# EXCERPT TO READ
****
On April 3, 2023, the Consumer Financial Protection Bureau ("CFPB" or the "Bureau") published a policy statement on abusiveness in the financial services marketplace.[1] The statement summarizes actions taken by government enforcers and supervisory agencies against entities engaged in abusive conduct, and it explains how the agency analyzes abusiveness. The Bureau intended to provide other regulators with a framework to identify violations and to "ensure fair dealing and protect consumers and market participants" in the wake of the 2007-08 financial crisis.

What is Abusive in a Financial Services Context?

The two types of abusive acts or practices concern the provision of a consumer financial product or service that: (1) obscures important features of a product or service, or (2) leverages certain circumstances to take an unreasonable advantage, including leveraging "gaps in understanding, unequal bargaining power, and consumer reliance."[2] Moreover, the agency considers abusiveness similar to deception, so the CFPB is "focused on conduct that Congress presumed to be harmful or distortionary to the proper functioning of the market."
****
# DATA PROVIDED
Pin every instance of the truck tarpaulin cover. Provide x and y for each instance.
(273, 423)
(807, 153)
****
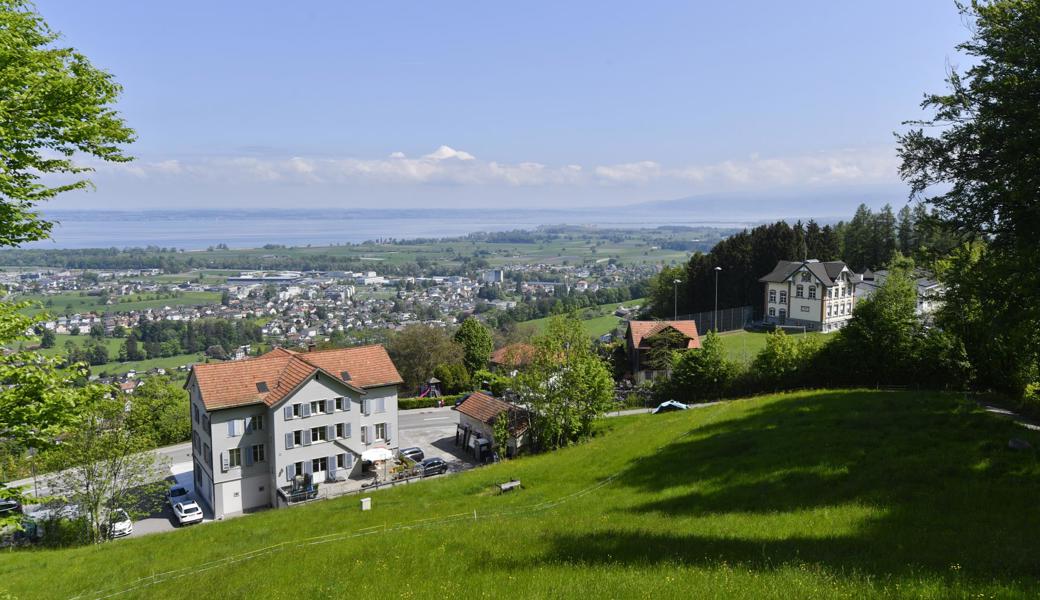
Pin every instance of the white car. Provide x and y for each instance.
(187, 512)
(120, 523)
****
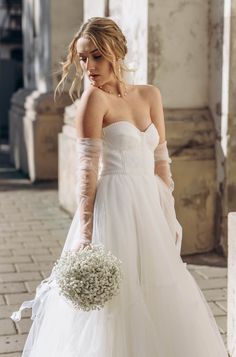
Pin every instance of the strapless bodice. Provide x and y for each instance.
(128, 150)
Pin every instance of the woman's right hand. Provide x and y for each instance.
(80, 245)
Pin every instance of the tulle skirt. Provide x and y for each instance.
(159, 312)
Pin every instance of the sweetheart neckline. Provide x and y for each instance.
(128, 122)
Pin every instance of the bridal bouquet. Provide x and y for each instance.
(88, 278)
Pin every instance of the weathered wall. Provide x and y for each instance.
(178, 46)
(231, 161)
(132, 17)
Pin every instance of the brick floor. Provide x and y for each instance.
****
# PROBLEMS TO WORK ON
[1] In the passage on the CFPB's abusiveness policy statement, on what date did the Bureau publish that statement?
[2] Rewrite the stretch of the passage on the CFPB's abusiveness policy statement from "On April 3, 2023, the" through "2007-08 financial crisis.", putting "oversight bodies" wherever "regulators" appears.
[3] Continue the passage on the CFPB's abusiveness policy statement from where it stops.

# PER-TASK OUTPUTS
[1] April 3, 2023

[2]
On April 3, 2023, the Consumer Financial Protection Bureau ("CFPB" or the "Bureau") published a policy statement on abusiveness in the financial services marketplace.[1] The statement summarizes actions taken by government enforcers and supervisory agencies against entities engaged in abusive conduct, and it explains how the agency analyzes abusiveness. The Bureau intended to provide other oversight bodies with a framework to identify violations and to "ensure fair dealing and protect consumers and market participants" in the wake of the 2007-08 financial crisis.

[3]
From the Bureau's general perspective, an abusive act or practice is defined as something that: (1) materially interferes with the ability of a consumer to understand a term or condition of a consumer financial product or service; or (2) takes unreasonable advantage of:

  • A lack of understanding on the part of the consumer of the material risks, costs, or conditions of the product or service;
  • The inability of the consumer to protect the interests of the consumer in selecting or using a consumer financial product or service; or
  • The reasonable reliance by the consumer on a covered person to act in the interests of the consumer.[3]

Abuse by Material Interference with the Consumers' Understanding

The Bureau defines material interference as an act or omission that is intended to impede, has a natural consequence of impeding, or actually impedes a "consumers' ability to understand terms or conditions" of a consumer financial product or service. Acts or omissions can include those that "obscure, withhold, de-emphasize, render confusing, or hide information." The Bureau provided the following examples:

  • Buried Disclosures  limiting comprehension through the use of fine print, complex language, jargon, or the timing of the disclosure;
  • Physical Interference  physically impeding a person's ability to see, hear, or understand the terms and conditions (e.g., hiding or withholding notices);
  • Digital Interference  technologically impeding a person's ability to see, hear, or understand the terms and conditions in electronic or virtual format (e.g., through use of pop-ups, drop-down boxes, multiple click-throughs, or "dark patterns"); or
  • Overshadowing prominently placing certain content that interferes with comprehending other content, including terms and conditions.

According to the Bureau, a consumer's lack of understanding is sufficient to demonstrate abusive conduct regardless of how it arose and "entities may not take unreasonable advantage of that lack of understanding." There are multiple methods by which material interference can be evaluated:

  • "[I]t is reasonable to infer that an act or omission materially interferes with consumers' ability to understand a term or condition when the entity intends it to interfere";
  • "[M]aterial interference can be established with evidence that the natural consequence of the act or omission would be to impede consumers' ability to understand"; or
  • "[M]aterial interference can also be shown with evidence that the act or omission did in fact impede consumers' actual understanding."

While evidence of intent could provide a basis for inferring material interference, intent is not required.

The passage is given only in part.